● PASSAGE SHOWN:
At the very top level, right, the tower features some intricate carvings around the space that was intended for the clock which was never installed.


Aerial view Caledonia Road Church

Thomson's tenements at the rear of the Caledonia Road Church were demolished in the early 1970's, leaving the ruin standing in perfect isolation which persists to the present time with no redevelopment having taken place over a period of over 30 years.
The only other building still standing in the vicinity is the Brazen Head pub, formerly known as the Granite City, which sits alongside the abandonded railway track from St Enoch to Barrhead where it crosses over Cumberland Street and Cathcart Road.



St Vincent Street Church

St Vincent Street Church

St Vincent Street Church, to the west of the city centre, was completed in 1859. The constituent parts display different styles, with a typical Thomson Greek temple placed alongside an exotic clock tower which shows more oriental influences. The windows on the four sides of the tower each feature paired sculptured faces looking in on one another.

At the time when the Caledonia Road Church was destroyed by fire in the 1960's, Glasgow Association of Spiritualists were occupying the St Vincent Street Church, keeping it from falling into dereliction.
Glasgow City Council acquired the building in December 1970 and carried out repairs and maintenance to keep the church as much as possible in its original state.

Tower at St Vincent Street Church

Pulpit at St Vincent Street Church

The Council rented St Vincent Street Church to a congregation of the Free Church of Scotland in October 1971, who still occupy it. There were proposals in the mid-1980's to terminate the lease to the Free Church and use the building as a tourist attraction in a similar way to Thomson's Holmwood House and Rennie Mackintosh's Scotland Street School. This never happened and the building still fulfils its intended function as a place of worship.

In August 2007 a £1.85million renovation project was announced by the church’s owners, Glasgow City Council.

● DATASET EXCERPT:
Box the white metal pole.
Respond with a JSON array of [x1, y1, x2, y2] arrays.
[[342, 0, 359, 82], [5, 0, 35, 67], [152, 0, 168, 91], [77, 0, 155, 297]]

● TASK DIRECTIONS: Carry on the passage about Glasgow's Caledonia Road and St Vincent Street churches, starting right after its final sentence, which stands before the listing above.

● RESPONSE TO THE TASK:
Historic Scotland offered to provide a £350,000 grant to go towards a full restoration of the building.
The refurbishment involved structural consolidation work to the main roof trusses, internal replastering and repairs to the crumbling stonework.

Column at St Vincent Street church

Cast-iron column, crowned with outsized capital decorated with Thomson's trademark motifs, supporting the gallery of St Vincent Street church

Drawing of tower at St Vincent Street Church, Glasgow

The tower of St Vincent Street Church is much more decorative than the tower of Caledonia Road Church. Its extravagant ornamentation appears to be a culmination of all Thomson's mysterious perceptions.


Queens Park UP Church

Queens Park UP Church


Queens Park UP Church

Tower at Queens Park UP Church

Thomson's final Glasgow church was Queens Park United Presbyterian Church in Langside Road which was completed in 1869.
The church was destroyed during the Second World War when it was struck by a German incendiary bomb in March 1943. The lavish interior furnishings and paintwork would only have served as kindling to speed up the destruction of this outstanding landmark.
It was built in Thomson's unique style, combining various elements of antiquity, from the Semitic to the Greek.
 

Extract from Glasgow Herald, 26 March 1943

The Glasgow Herald of 26th March 1943 briefly mentioned the incident but because of wartime reporting restrictions gave no information which would help identify the church which had been attacked. The caption reads "This church was destroyed by incendiaries during yesterday morning's raid on a town in Central Scotland".
If you look closely at the newspaper photograph you can see the flames engulfing the four columns supporting the triangular pediment. Below this you can see the blazing outlines of the three doors of the central entrance as shown in my elevation drawing of the church.


Engraving of Queens Park UP Church

Engraving of Queens Park UP Church


The Knowe, Pollokshields

The Knowe

The Knowe is a large rambling villa situated at the corner of Albert Drive and Shields Road in Pollokshields. It was built in 1853 and extended in 1858.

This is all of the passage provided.